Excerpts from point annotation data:
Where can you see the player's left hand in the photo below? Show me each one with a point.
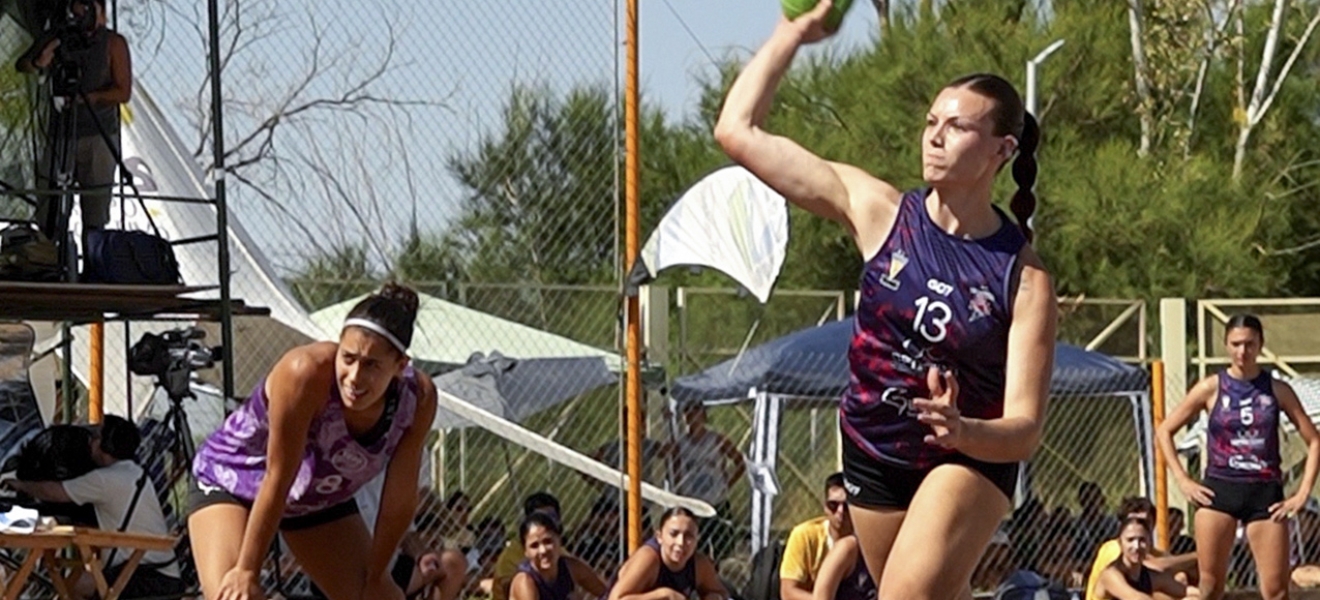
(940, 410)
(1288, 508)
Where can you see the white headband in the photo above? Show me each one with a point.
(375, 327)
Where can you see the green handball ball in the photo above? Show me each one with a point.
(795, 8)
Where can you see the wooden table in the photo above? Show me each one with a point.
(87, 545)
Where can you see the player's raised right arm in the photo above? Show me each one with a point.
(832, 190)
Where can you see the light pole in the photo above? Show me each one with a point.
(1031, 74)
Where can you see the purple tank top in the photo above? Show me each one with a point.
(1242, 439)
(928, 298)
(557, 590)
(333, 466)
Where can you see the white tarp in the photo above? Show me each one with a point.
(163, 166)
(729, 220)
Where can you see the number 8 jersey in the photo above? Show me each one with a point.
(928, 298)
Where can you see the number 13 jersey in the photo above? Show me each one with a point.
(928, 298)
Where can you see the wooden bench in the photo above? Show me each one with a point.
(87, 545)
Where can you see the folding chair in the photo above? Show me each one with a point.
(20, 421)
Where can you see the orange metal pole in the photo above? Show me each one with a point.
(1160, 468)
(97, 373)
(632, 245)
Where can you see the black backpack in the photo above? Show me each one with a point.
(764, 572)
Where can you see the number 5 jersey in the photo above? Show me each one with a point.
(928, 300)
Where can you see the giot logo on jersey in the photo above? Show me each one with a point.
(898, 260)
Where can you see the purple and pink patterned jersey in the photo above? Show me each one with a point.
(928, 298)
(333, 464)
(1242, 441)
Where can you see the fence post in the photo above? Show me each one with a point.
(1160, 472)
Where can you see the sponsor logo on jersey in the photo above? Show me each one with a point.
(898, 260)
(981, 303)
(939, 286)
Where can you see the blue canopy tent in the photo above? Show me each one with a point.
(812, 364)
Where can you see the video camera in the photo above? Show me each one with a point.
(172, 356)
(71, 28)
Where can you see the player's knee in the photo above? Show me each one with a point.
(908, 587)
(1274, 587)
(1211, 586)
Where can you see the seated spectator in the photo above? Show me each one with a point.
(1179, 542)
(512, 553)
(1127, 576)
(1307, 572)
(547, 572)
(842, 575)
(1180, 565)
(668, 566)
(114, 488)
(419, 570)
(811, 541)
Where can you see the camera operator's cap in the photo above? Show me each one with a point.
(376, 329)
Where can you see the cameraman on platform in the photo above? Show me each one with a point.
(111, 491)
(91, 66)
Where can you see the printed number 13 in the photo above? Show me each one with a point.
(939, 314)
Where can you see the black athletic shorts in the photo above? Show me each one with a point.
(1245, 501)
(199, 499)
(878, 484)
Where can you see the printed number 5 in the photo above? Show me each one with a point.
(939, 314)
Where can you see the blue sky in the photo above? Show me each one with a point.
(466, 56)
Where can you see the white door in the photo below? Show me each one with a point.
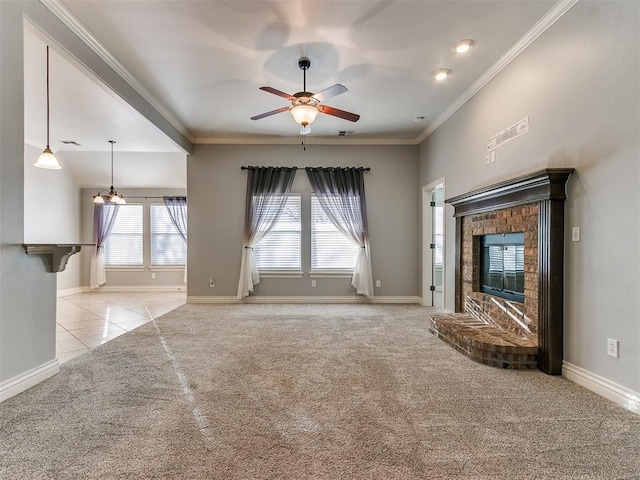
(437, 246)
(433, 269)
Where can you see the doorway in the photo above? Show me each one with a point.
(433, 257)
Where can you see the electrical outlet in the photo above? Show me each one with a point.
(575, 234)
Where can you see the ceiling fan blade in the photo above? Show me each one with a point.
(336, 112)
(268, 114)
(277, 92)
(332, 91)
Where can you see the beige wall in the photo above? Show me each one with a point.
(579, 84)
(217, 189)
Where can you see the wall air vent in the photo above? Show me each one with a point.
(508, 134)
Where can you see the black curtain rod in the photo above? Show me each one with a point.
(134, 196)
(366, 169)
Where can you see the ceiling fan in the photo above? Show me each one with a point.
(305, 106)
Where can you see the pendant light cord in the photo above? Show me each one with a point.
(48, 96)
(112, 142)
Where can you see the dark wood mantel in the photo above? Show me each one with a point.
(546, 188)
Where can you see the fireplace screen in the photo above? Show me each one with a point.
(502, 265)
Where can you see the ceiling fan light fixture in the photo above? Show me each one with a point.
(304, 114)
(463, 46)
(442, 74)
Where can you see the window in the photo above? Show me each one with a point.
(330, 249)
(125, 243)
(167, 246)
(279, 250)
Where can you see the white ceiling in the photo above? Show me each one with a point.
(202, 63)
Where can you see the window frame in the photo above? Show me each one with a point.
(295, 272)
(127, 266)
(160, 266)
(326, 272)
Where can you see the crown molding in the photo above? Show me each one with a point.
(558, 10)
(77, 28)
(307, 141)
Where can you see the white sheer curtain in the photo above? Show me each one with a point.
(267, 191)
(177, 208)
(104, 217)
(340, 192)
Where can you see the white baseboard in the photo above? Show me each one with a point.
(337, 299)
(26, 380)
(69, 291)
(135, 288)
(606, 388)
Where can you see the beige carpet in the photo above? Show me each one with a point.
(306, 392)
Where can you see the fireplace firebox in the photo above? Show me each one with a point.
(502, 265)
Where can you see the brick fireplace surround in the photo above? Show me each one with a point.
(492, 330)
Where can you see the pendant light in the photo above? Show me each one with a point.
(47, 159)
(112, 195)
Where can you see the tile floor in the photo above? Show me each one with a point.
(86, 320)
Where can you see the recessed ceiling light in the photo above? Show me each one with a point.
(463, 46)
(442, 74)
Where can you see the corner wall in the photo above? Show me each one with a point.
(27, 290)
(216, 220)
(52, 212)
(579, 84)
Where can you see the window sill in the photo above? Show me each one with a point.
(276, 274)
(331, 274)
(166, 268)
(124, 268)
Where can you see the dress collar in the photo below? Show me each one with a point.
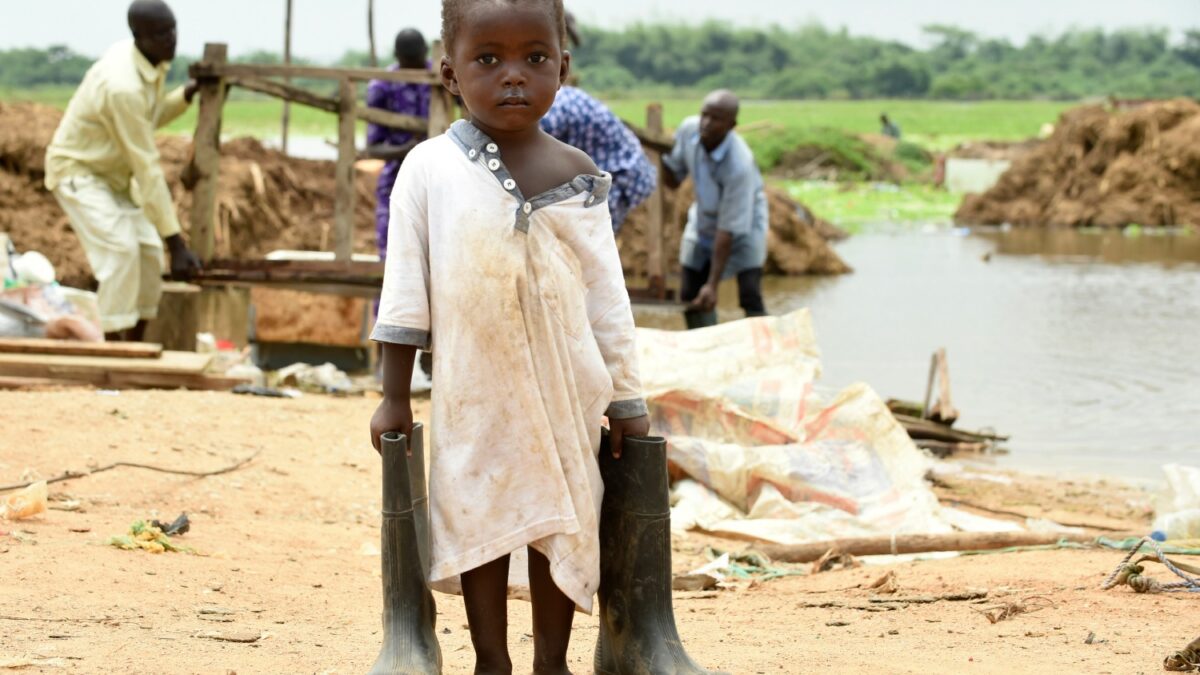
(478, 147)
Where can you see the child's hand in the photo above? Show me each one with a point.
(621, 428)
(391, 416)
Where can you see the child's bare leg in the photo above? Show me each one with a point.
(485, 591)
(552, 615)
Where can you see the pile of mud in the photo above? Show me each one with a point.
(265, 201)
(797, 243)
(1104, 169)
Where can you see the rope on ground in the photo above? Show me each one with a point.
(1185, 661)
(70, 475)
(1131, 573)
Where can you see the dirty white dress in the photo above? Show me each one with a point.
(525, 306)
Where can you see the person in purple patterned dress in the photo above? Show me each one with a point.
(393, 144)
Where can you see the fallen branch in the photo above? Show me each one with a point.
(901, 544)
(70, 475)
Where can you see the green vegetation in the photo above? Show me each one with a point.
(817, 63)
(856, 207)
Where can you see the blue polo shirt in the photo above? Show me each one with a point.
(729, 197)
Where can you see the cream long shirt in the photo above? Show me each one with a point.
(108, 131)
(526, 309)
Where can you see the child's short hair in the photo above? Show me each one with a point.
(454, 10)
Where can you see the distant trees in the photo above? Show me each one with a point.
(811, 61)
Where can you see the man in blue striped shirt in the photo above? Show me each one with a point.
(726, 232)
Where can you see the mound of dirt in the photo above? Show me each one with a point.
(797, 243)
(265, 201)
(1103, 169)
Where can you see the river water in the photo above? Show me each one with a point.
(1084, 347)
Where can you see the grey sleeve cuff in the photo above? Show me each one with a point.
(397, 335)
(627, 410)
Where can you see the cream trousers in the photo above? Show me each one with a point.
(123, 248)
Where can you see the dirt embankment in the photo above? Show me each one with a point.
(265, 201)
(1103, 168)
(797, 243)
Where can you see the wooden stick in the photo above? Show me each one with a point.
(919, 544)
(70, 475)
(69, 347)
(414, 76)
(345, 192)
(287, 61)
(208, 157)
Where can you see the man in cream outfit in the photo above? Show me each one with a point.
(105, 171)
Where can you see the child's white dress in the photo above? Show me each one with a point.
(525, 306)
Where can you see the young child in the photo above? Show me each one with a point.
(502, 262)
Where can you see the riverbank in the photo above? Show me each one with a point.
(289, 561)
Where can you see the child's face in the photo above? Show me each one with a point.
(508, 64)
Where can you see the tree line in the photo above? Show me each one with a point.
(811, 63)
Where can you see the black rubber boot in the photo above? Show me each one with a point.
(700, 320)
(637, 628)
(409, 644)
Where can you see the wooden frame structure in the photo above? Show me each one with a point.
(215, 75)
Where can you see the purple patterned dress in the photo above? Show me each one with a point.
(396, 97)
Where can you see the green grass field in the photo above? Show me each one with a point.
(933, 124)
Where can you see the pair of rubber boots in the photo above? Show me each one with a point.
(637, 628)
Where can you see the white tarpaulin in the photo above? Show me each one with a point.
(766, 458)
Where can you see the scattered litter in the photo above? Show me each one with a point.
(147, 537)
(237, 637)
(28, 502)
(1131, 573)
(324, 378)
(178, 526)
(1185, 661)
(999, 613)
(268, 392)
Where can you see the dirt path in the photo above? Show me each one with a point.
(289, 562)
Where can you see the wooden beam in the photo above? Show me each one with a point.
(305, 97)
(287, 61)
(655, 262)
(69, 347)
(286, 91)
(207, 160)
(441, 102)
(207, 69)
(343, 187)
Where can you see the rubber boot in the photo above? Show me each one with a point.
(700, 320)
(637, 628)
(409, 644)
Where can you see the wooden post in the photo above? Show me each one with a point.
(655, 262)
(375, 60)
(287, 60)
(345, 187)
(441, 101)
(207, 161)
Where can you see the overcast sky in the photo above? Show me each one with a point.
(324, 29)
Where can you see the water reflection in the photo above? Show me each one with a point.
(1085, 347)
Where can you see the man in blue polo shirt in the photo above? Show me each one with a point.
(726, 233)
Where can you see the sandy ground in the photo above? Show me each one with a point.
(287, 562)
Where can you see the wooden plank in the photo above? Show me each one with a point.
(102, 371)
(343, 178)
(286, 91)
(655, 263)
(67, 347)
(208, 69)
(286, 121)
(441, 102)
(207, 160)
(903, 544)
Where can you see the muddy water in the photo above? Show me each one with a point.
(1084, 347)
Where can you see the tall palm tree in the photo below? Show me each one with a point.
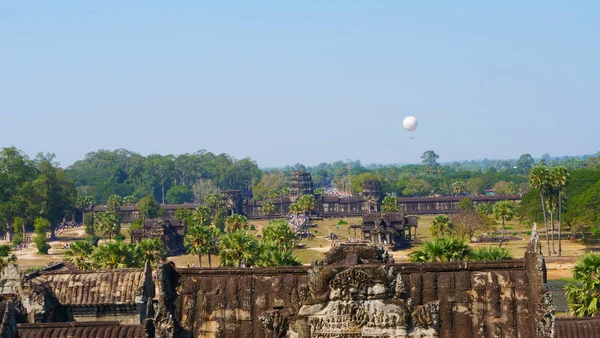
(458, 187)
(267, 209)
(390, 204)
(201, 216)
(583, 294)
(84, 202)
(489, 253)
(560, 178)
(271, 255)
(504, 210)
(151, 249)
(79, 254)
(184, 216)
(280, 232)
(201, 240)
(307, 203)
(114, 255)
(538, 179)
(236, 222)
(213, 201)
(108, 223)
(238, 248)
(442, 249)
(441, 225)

GIVEN PROBLEM:
Update the material from the line with "Where can you see the number 13" up to and including the line with "(1211, 586)" by replacing "jersey" with "shirt" everywhere it occurs, leaving everything else unchanged. Give back only those lines.

RESULT BELOW:
Where can you see the number 13 shirt in the photo above? Show me each one with a point.
(928, 298)
Where can you see the wooden bench in the photo above? Show me each one with a point.
(87, 545)
Where can you see the folding chair in the photo above? Show me each one with a point.
(20, 421)
Where can you see the orange metal pole in the photo above? Show me each one with a point.
(1160, 468)
(97, 373)
(632, 245)
Where can you see the black backpack in the photo above? Show me each one with a point.
(764, 572)
Where can you see the number 5 shirt in the photo above? Show me each one with a point.
(928, 300)
Where can you see the giot logo on shirt in the photo above? Show me each one with a point.
(898, 260)
Where can you see the purple and pink patterned shirt in the photo above? Show me each one with a point.
(928, 298)
(333, 464)
(1242, 441)
Where can you see the fence post in the photo above? Show me each one with a point.
(1160, 472)
Where can you see the sponsor logo on shirt in the photo above? Show me each one with a point.
(898, 260)
(981, 303)
(939, 286)
Where can you see the blue canopy tent in the photo above? Show me each one with a point.
(812, 364)
Where can you see the video camera in the photo above? Show me each one with a point.
(172, 356)
(71, 28)
Where can you see the player's knee in the photo above? Show me each one with a point.
(908, 587)
(1274, 587)
(1211, 586)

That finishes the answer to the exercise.